═════ Source passage
The Controversy Surrounding Duke University’s Muslim Call to Prayer
Duke cancels its Muslim call to prayer after online backlash and threats, but the university ended up hosting it anyway.
January 16 was slated to be a momentous occasion at Duke University. It was the first time that the Muslim call to prayer, the adhan, was going to be issued from the chapel before the services would begin. However, after a social media uproar and commentators crying foul, it appeared as though the opponents of the call to prayer at Duke had won as the university announced that it would not be happening. However, on Friday morning a quieter call to prayer did indeed sound, leaving many to wonder what caused the multiple reversals.
— Zacharoos/WestAllen (@mediamogulbitch) January 18, 2015
A Hopeful Change
The Duke Muslim Students Association was one of the first organizations on campus to request the call to prayer. According to officials at Duke, it would consist of three minutes of chanting that is moderately amplified so that it can effectively reach students on campus. For Muslims, this call to prayer is meant to serve as a reminder of the need to worship and reflect on their faith. By allowing the call to worship to be played on Fridays, Duke hoped to become even more diverse. However, not everyone was impressed with this noble idea.
@DukeU since your going to do a Muslim Call to Prayer, can you sponsor an open Catholic Mass on campus? I'd hate to sue over first amendment
— Libertarian JB (@Libertarian_JB) January 19, 2015
Words Of Anger
Before the first call to prayer was even set to occur on the Duke campus, there was a huge public outcry. In light of the recent attack in France, many of those who were against the adhan suggested that playing the phrase “Allahu Akbar” would be disrespectful. Others, like Franklin Graham, President of the Billy Graham Evangelical Association and Samaritan’s Purse, took a more hard line approach, insisting that the alumni and donors withhold support of the university to prevent the call to prayer. By Thursday, the adhan had been replaced by a gathering outside of the chapel because it was “not having the intended effect” of unifying people on campus.
Friday’s Call To Prayer
While it was not amplified enough to reach across the campus, the call to prayer did occur as scheduled by the Duke Chapel. Using a wireless speaker in front of the chapel, the adhan was performed by a student at the bottom of the bell tower. This has left many people upset with the feeling of a lack of hospitality towards the Muslim students, as well as the fact that the university changed course after receiving threats. Some are even calling the act cowardly, for allowing a minority to prevent a unifying event from occurring on campus. According to Duke administration, it all boiled down to student safety. With credible threats against those organizing and participating in the event, they felt it would be best to put off playing it from the bell tower. For the time being, it appears as though there will be no changes in Duke’s policy towards the adhan.
══════════
■ What to work on
1: According to the Duke call to prayer article, how many minutes of chanting would the call to prayer consist of?
2: Duplicate the part of the Duke call to prayer article starting at "The Controversy Surrounding" and ending at "the multiple reversals.".
═════ Extracted information
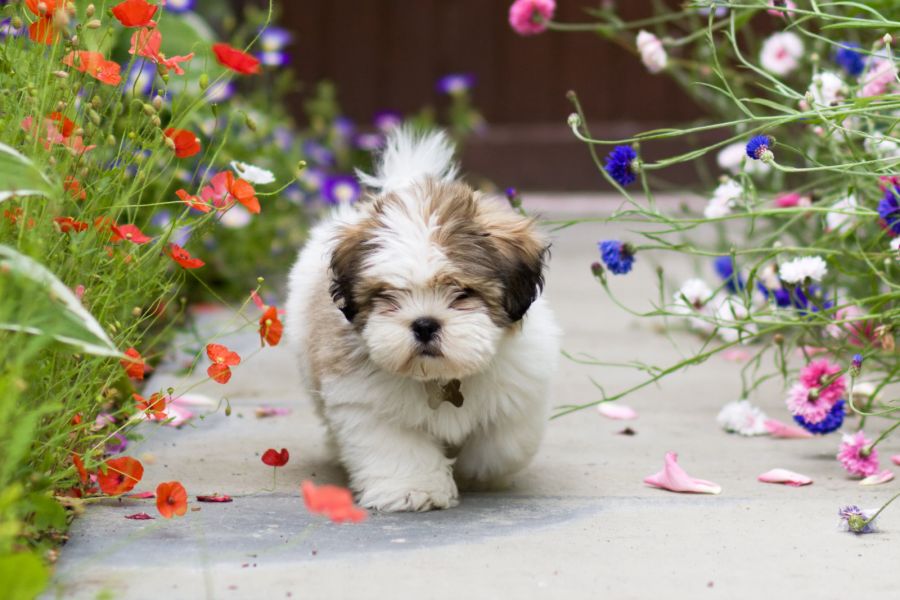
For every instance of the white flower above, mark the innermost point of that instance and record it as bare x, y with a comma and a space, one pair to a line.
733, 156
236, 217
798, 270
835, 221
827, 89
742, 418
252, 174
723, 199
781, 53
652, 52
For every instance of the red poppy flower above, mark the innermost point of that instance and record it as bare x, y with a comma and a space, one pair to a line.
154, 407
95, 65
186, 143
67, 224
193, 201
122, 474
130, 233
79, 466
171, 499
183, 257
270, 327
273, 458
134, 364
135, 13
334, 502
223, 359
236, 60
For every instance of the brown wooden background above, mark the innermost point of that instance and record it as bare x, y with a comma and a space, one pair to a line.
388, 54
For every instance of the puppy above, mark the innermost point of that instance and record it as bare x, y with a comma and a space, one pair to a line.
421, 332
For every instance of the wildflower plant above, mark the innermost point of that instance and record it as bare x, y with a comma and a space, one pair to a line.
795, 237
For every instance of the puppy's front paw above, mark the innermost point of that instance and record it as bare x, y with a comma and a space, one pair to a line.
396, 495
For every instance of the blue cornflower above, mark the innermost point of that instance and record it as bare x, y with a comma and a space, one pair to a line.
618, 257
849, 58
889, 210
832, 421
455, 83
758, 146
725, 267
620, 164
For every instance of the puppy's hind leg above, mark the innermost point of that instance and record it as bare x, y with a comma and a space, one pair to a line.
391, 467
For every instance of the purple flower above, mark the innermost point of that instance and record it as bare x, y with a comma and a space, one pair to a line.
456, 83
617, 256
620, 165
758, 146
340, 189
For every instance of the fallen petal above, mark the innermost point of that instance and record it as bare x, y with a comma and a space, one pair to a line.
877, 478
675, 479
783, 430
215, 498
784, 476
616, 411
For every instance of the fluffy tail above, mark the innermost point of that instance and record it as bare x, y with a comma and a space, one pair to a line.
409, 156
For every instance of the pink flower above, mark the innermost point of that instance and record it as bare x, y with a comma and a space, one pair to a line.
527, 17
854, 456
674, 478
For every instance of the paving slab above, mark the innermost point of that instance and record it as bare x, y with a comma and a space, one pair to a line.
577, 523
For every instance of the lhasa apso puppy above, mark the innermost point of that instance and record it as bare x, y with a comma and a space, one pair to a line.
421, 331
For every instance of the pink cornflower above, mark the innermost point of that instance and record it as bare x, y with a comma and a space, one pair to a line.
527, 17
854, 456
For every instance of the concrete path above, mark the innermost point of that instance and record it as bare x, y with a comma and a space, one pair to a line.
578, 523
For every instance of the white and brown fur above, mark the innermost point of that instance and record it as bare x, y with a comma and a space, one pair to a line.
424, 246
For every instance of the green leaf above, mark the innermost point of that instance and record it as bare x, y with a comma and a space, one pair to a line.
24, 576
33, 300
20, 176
══════════
═════ Extracted information
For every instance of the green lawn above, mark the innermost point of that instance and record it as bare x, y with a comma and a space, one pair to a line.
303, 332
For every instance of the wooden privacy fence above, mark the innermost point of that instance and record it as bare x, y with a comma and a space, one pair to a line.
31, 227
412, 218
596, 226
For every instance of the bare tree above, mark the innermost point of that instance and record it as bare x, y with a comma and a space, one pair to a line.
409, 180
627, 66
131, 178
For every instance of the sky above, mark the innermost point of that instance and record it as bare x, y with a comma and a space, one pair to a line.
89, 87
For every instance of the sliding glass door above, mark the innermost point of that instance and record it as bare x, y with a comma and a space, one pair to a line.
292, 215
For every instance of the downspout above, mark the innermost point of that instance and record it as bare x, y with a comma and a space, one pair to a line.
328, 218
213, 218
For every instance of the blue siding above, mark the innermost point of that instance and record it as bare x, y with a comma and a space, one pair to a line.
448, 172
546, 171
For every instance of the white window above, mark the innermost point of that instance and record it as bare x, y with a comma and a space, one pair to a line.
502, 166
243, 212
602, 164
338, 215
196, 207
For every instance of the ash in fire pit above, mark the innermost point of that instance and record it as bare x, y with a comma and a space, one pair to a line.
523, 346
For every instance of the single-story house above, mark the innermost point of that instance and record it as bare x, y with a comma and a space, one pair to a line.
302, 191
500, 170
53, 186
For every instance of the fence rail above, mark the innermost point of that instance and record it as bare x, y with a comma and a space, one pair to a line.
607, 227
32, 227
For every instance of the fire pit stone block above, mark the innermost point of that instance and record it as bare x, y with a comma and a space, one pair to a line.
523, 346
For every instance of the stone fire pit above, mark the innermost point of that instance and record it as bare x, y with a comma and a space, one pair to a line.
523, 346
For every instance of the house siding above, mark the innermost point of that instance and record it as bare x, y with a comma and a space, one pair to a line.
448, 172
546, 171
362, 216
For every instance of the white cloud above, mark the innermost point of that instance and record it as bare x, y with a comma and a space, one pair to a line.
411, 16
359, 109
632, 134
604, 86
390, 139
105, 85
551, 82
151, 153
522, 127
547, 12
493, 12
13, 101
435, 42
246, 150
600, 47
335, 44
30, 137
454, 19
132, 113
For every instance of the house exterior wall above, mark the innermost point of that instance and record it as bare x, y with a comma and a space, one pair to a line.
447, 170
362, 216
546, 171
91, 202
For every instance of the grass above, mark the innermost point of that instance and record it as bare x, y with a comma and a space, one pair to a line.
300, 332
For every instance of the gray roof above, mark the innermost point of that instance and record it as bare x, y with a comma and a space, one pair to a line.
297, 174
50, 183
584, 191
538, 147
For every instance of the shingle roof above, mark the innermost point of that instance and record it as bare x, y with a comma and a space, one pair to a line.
══════════
═════ Extracted information
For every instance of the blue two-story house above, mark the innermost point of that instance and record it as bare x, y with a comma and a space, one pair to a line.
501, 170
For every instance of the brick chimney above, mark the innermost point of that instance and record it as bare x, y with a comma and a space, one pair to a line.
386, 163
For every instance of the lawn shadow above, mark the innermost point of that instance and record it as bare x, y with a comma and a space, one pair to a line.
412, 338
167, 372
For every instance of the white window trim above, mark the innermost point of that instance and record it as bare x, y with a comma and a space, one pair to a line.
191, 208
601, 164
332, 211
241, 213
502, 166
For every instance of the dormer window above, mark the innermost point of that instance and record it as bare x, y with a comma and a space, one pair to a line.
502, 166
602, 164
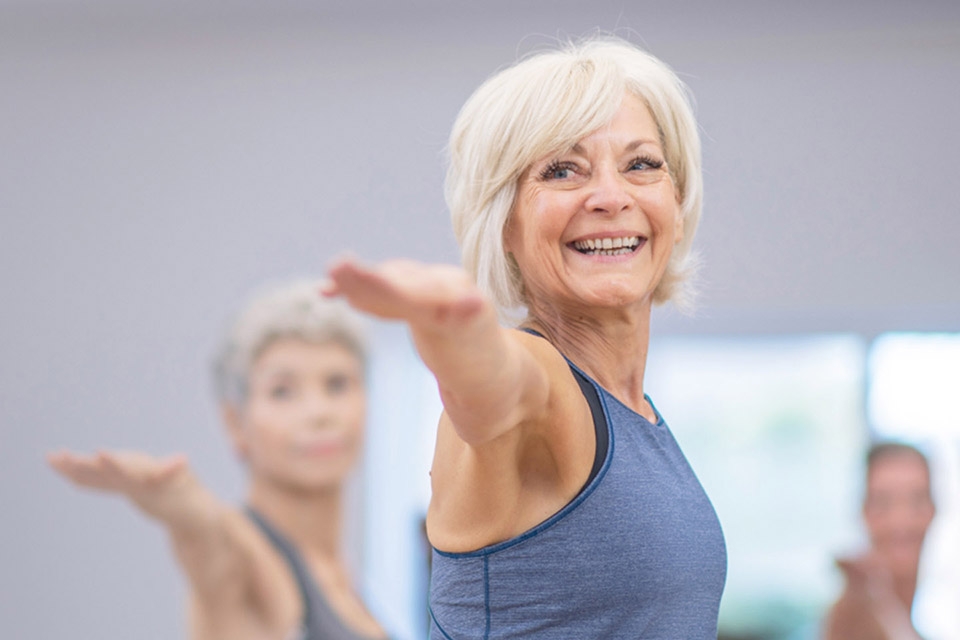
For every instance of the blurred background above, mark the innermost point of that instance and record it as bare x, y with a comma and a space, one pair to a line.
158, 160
══════════
■ Written responses
1: Three minutes.

2:
The Controversy Surrounding Duke University’s Muslim Call to Prayer
Duke cancels its Muslim call to prayer after online backlash and threats, but the university ended up hosting it anyway.
January 16 was slated to be a momentous occasion at Duke University. It was the first time that the Muslim call to prayer, the adhan, was going to be issued from the chapel before the services would begin. However, after a social media uproar and commentators crying foul, it appeared as though the opponents of the call to prayer at Duke had won as the university announced that it would not be happening. However, on Friday morning a quieter call to prayer did indeed sound, leaving many to wonder what caused the multiple reversals.